--- What to work on ---
Rewrite the rows below with "positive clicks" changed to "foreground clicks" wherever it occurs, keeping everything else the same.

------ Exercise material

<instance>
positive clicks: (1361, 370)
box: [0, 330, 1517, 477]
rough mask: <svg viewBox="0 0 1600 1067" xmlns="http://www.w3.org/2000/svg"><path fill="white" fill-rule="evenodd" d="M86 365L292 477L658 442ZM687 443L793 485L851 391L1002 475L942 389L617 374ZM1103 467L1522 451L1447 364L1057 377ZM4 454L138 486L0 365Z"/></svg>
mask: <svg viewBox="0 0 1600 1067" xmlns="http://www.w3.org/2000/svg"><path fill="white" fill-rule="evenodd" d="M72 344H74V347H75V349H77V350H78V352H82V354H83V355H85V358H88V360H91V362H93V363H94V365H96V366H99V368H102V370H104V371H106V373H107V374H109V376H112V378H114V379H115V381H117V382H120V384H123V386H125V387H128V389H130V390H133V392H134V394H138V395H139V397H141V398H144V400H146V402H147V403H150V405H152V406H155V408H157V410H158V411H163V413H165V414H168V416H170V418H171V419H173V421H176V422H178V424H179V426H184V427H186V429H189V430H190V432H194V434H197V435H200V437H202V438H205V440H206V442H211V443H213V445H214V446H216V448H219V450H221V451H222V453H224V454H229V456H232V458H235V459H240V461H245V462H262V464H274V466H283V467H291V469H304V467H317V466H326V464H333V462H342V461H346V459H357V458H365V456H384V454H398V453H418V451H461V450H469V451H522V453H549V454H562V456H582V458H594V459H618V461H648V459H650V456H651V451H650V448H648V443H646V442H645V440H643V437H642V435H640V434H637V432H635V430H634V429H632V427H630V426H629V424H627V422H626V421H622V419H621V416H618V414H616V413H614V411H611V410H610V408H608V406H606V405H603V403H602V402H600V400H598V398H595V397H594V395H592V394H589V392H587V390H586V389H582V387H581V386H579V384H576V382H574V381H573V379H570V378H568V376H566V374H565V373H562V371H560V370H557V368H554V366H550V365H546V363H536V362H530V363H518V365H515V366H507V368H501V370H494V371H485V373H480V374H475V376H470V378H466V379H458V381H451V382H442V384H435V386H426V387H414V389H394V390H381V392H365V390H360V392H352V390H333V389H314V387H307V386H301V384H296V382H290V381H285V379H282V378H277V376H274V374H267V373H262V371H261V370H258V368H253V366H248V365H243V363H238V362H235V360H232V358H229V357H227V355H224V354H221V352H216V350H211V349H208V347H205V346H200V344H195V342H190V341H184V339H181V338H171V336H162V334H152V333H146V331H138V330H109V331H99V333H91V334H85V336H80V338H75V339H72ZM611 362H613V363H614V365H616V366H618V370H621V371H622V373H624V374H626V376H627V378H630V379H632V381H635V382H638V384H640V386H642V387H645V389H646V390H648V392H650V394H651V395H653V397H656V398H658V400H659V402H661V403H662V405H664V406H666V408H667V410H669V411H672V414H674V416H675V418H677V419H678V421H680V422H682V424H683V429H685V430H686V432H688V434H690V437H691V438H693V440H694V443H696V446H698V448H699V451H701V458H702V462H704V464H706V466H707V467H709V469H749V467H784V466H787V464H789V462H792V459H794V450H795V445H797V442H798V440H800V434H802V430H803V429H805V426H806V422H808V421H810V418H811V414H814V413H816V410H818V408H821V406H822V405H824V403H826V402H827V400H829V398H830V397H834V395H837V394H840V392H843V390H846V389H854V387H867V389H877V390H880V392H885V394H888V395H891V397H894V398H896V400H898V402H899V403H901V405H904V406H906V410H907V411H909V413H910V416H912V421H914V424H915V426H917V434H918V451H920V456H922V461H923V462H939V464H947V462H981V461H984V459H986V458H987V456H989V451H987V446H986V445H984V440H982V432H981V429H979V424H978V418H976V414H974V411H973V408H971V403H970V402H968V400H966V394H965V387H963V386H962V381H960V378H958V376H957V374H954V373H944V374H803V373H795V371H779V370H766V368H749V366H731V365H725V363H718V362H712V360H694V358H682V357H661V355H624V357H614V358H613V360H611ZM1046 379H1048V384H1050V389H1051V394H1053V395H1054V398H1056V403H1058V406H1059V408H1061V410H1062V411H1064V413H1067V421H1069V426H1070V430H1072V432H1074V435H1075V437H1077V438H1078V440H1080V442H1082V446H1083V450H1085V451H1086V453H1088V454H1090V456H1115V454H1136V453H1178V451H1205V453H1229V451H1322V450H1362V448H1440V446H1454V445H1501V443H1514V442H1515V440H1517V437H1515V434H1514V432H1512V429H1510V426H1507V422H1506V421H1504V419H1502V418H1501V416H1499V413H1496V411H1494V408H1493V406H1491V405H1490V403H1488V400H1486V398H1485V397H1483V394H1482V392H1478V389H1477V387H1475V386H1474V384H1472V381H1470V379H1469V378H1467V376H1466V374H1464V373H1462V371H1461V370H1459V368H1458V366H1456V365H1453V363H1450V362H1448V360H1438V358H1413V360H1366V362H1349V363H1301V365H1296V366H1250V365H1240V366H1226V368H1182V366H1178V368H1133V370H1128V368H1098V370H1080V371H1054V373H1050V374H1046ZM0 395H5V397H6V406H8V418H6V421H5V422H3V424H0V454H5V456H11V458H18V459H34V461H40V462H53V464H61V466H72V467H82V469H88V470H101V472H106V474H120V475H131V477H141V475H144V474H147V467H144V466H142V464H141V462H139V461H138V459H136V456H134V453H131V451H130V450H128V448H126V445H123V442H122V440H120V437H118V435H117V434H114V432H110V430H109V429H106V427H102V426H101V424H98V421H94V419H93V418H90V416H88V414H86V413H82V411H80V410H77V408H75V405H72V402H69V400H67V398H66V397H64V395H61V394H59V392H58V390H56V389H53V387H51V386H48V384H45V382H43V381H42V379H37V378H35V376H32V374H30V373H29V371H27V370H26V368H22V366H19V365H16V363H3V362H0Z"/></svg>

------------

--- Final answer ---
<instance>
foreground clicks: (1361, 370)
box: [0, 330, 1517, 477]
rough mask: <svg viewBox="0 0 1600 1067" xmlns="http://www.w3.org/2000/svg"><path fill="white" fill-rule="evenodd" d="M86 365L292 477L658 442ZM687 443L793 485L851 391L1002 475L942 389L617 374ZM1103 467L1522 451L1447 364L1057 377ZM4 454L138 486L0 365Z"/></svg>
mask: <svg viewBox="0 0 1600 1067" xmlns="http://www.w3.org/2000/svg"><path fill="white" fill-rule="evenodd" d="M72 344H74V347H75V349H77V350H78V352H82V354H83V355H85V358H88V360H91V362H93V363H94V365H96V366H99V368H102V370H104V371H106V373H107V374H109V376H112V378H114V379H115V381H117V382H120V384H123V386H125V387H128V389H130V390H133V392H134V394H138V395H139V397H141V398H144V400H146V402H147V403H150V405H152V406H155V408H157V410H158V411H163V413H165V414H168V416H170V418H171V419H173V421H176V422H178V424H179V426H184V427H186V429H189V430H190V432H194V434H197V435H200V437H202V438H205V440H206V442H211V443H213V445H214V446H216V448H219V450H221V451H222V453H224V454H229V456H232V458H235V459H240V461H245V462H262V464H274V466H283V467H291V469H304V467H317V466H326V464H333V462H342V461H346V459H357V458H365V456H384V454H398V453H418V451H461V450H469V451H522V453H549V454H562V456H582V458H594V459H618V461H648V459H650V456H651V451H650V448H648V443H646V442H645V440H643V437H642V435H640V434H637V432H635V430H634V429H632V427H630V426H629V424H627V422H626V421H622V419H621V416H618V414H616V413H614V411H611V410H610V408H608V406H606V405H603V403H602V402H600V400H598V398H595V397H594V395H592V394H589V392H587V390H586V389H582V387H581V386H579V384H576V382H574V381H573V379H570V378H568V376H566V374H565V373H562V371H560V370H557V368H554V366H550V365H546V363H536V362H530V363H518V365H515V366H507V368H501V370H494V371H485V373H480V374H475V376H470V378H466V379H458V381H451V382H442V384H435V386H426V387H414V389H394V390H381V392H365V390H360V392H352V390H333V389H314V387H307V386H301V384H296V382H290V381H285V379H282V378H277V376H274V374H267V373H262V371H261V370H258V368H253V366H248V365H243V363H238V362H235V360H232V358H229V357H227V355H224V354H221V352H216V350H211V349H208V347H205V346H200V344H195V342H190V341H184V339H181V338H171V336H162V334H152V333H146V331H138V330H109V331H99V333H91V334H85V336H80V338H75V339H72ZM611 362H613V363H614V365H616V366H618V370H621V371H622V373H624V374H626V376H627V378H630V379H632V381H635V382H638V384H640V386H642V387H645V389H646V390H648V392H650V394H651V395H653V397H656V398H658V400H659V402H661V403H662V405H664V406H666V408H667V410H669V411H672V414H674V416H675V418H677V419H678V421H680V422H682V424H683V429H685V430H686V432H688V434H690V437H691V438H693V440H694V443H696V446H698V448H699V451H701V458H702V462H704V464H706V466H707V467H709V469H749V467H784V466H787V464H789V462H792V459H794V450H795V445H797V442H798V440H800V434H802V430H803V429H805V426H806V422H808V421H810V418H811V414H814V413H816V410H818V408H821V406H822V405H824V403H826V402H827V400H829V398H830V397H834V395H837V394H840V392H843V390H846V389H854V387H867V389H877V390H880V392H885V394H888V395H891V397H894V398H896V400H898V402H899V403H901V405H904V406H906V410H907V411H909V413H910V416H912V421H914V424H915V426H917V434H918V451H920V456H922V461H923V462H939V464H947V462H981V461H984V459H986V458H987V456H989V451H987V446H986V445H984V440H982V432H981V429H979V424H978V418H976V414H974V411H973V408H971V403H970V402H968V400H966V394H965V387H963V386H962V381H960V378H958V376H957V374H954V373H944V374H803V373H795V371H779V370H766V368H749V366H731V365H725V363H718V362H712V360H694V358H682V357H661V355H624V357H614V358H613V360H611ZM1046 379H1048V384H1050V389H1051V394H1053V395H1054V398H1056V403H1058V406H1059V408H1061V410H1062V411H1064V413H1067V421H1069V426H1070V430H1072V432H1074V435H1075V437H1077V438H1078V440H1080V442H1082V446H1083V450H1085V451H1086V453H1088V454H1090V456H1115V454H1136V453H1178V451H1205V453H1229V451H1322V450H1362V448H1440V446H1454V445H1501V443H1514V442H1515V440H1517V437H1515V434H1514V432H1512V429H1510V426H1507V422H1506V421H1504V419H1502V418H1501V416H1499V413H1496V411H1494V408H1493V406H1491V405H1490V403H1488V400H1486V398H1485V397H1483V394H1482V392H1478V389H1477V387H1475V386H1474V384H1472V381H1470V379H1469V378H1467V376H1466V374H1464V373H1462V371H1461V370H1459V368H1458V366H1456V365H1453V363H1450V362H1448V360H1438V358H1413V360H1366V362H1349V363H1301V365H1296V366H1250V365H1240V366H1226V368H1182V366H1178V368H1133V370H1128V368H1098V370H1080V371H1054V373H1050V374H1046ZM0 395H5V397H6V406H8V418H6V421H5V422H3V424H0V454H5V456H11V458H18V459H34V461H40V462H53V464H61V466H72V467H82V469H88V470H101V472H106V474H120V475H131V477H141V475H144V474H147V467H144V466H142V464H141V462H139V461H138V459H136V456H134V453H131V451H130V450H128V448H126V445H123V442H122V440H120V437H118V435H117V434H114V432H110V430H109V429H106V427H102V426H101V424H98V421H94V419H93V418H90V416H88V414H86V413H82V411H80V410H77V408H75V405H72V402H69V400H67V398H66V397H64V395H61V394H59V392H58V390H56V389H53V387H51V386H48V384H45V382H43V381H42V379H37V378H35V376H32V374H30V373H29V371H27V370H26V368H22V366H19V365H16V363H3V362H0Z"/></svg>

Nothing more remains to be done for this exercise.